▶ Action item
In full and without changes, output the data.

━━━━━━━━━━━━━━━━━━━━

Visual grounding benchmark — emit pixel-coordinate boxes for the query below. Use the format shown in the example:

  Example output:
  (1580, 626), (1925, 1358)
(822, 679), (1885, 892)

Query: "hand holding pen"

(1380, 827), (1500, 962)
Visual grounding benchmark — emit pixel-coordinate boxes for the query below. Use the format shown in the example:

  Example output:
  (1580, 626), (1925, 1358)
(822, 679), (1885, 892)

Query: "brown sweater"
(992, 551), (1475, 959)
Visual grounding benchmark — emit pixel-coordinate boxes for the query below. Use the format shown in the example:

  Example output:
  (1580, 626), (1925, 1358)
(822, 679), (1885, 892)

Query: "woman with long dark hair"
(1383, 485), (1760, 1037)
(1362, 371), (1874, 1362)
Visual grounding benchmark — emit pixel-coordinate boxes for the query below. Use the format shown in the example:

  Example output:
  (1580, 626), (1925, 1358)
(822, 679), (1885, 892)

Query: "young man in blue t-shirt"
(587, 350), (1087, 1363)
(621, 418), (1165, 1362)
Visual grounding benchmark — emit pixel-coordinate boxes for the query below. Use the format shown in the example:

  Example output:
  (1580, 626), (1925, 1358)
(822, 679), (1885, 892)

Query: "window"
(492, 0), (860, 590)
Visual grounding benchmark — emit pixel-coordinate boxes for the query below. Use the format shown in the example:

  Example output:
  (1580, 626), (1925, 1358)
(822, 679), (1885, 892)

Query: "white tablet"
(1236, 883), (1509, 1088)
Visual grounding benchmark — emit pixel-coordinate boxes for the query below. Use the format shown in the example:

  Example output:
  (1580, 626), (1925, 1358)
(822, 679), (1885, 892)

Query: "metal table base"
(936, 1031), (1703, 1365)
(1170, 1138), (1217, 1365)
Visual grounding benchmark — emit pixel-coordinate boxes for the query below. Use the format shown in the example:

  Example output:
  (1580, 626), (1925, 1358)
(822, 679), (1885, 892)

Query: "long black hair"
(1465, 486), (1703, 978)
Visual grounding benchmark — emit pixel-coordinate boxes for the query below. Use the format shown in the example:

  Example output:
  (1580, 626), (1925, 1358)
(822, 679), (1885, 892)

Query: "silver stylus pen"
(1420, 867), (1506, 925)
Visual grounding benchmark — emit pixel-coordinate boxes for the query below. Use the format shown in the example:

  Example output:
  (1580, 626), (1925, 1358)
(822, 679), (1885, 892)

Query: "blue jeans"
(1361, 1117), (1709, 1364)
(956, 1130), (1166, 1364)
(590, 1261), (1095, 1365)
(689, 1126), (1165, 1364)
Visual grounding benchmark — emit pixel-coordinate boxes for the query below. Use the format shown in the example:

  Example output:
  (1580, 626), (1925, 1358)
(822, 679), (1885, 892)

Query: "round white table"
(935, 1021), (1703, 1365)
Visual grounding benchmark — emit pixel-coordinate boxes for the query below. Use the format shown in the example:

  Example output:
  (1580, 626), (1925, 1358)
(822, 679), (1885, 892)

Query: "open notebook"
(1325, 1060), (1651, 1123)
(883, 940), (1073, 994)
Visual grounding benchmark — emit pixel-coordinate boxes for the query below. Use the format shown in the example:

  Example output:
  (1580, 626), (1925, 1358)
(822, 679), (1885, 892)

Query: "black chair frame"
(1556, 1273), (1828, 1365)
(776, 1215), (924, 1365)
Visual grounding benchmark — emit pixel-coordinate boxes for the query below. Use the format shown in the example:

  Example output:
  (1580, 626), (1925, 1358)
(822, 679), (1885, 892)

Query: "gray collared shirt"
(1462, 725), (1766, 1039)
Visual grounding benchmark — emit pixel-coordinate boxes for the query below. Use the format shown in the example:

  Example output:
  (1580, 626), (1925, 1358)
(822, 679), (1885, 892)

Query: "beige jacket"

━━━━━━━━━━━━━━━━━━━━

▶ Answer to this task
Visual grounding benchmark — emit pixel-coordinate boxes for the query below. Use the format shown in the example:

  Example output:
  (1580, 626), (1925, 1358)
(822, 679), (1885, 892)

Query: "hand holding pen"

(1380, 827), (1500, 962)
Visual grounding benchmark — emit pixel-coordinate boxes for the query below. Use the format shown in the example:

  Example output:
  (1580, 626), (1925, 1358)
(822, 679), (1885, 892)

Query: "brown sweater"
(992, 551), (1475, 959)
Visual grounding benchmark — emit pixel-coordinate boxes for the query below. Use the format shown in the example:

  Example output:
  (1580, 626), (1925, 1358)
(822, 679), (1885, 892)

Query: "woman with long dark hair"
(1383, 485), (1760, 1037)
(1362, 371), (1874, 1362)
Visual grounding benchmark — emit pixel-coordinate boxes for the query below. Use the format shown in the example:

  Example output:
  (1580, 626), (1925, 1358)
(822, 679), (1885, 892)

Query: "young man in blue t-shirt"
(587, 350), (1087, 1363)
(621, 418), (1165, 1362)
Visual grounding benchmark — emit pixel-coordinate boxes for the query below. Use the format shown in the example:

  Example output:
  (1580, 626), (1925, 1358)
(822, 679), (1885, 892)

Query: "window"
(492, 0), (860, 590)
Visual grounding benchmark — emit pixel-coordinate boxes for the query below. Use the format shown in the example:

  Example output:
  (1580, 626), (1925, 1358)
(822, 679), (1885, 892)

Query: "white tablet"
(1236, 883), (1509, 1088)
Visual grounding benchmark — emit pixel-coordinate boxes for the query below. Use the format shown in the example:

  Example output:
  (1580, 626), (1925, 1358)
(822, 679), (1885, 892)

Query: "metal table base"
(936, 1031), (1703, 1365)
(1170, 1138), (1217, 1365)
Visual grounding benchmark — emit pixel-coordinate boxes for the query below. Use the format shown in the example:

  Example output:
  (1580, 626), (1925, 1358)
(822, 679), (1885, 892)

Query: "long black hair"
(1465, 486), (1703, 978)
Visual grounding benchmark — emit pixel-coordinate boxes for the query below. Use the format shown in the example:

  Example output:
  (1580, 626), (1925, 1358)
(822, 679), (1885, 892)

Query: "silver stylus pen"
(1420, 867), (1506, 925)
Visual grounding benchmark — emit pixel-coordinate boxes for the query below. Use the format shown in the example:

  Example output:
  (1580, 626), (1925, 1358)
(822, 679), (1885, 892)

Query: "blue jeans"
(1361, 1117), (1709, 1364)
(956, 1130), (1166, 1364)
(590, 1261), (1095, 1365)
(689, 1126), (1165, 1364)
Visual grounding benchmark — emit pixel-coordinate boxes for the query below. Use the format shown in the example:

  Example output:
  (1580, 626), (1925, 1358)
(822, 679), (1885, 892)

Query: "round white table"
(935, 1021), (1703, 1365)
Visual grounding benchmark — emit pixel-coordinate boxes for the query below. Use the format shown in the example:

  Example output:
  (1580, 626), (1925, 1358)
(822, 679), (1885, 892)

Query: "open notebook"
(1325, 1060), (1651, 1123)
(883, 940), (1073, 994)
Visual grounding benchmark — emit pixel-coordinate boxes for the query below. Use the format shown in the example:

  Example output:
  (1580, 626), (1925, 1358)
(822, 679), (1885, 892)

Query: "black chair frame"
(1556, 1273), (1828, 1365)
(776, 1215), (924, 1365)
Visual grounding benchmark — emit pixel-coordinate boxes for the query below. Use the format shown in the example:

  Example output:
  (1580, 626), (1925, 1358)
(822, 679), (1885, 892)

Query: "gray collared shirt"
(1462, 725), (1766, 1039)
Visual grounding benchmark — emit pixel-coordinate boxes for the query below. Use the format shown in the example:

  Example output:
  (1580, 626), (1925, 1358)
(822, 679), (1885, 892)

Query: "beige jacket"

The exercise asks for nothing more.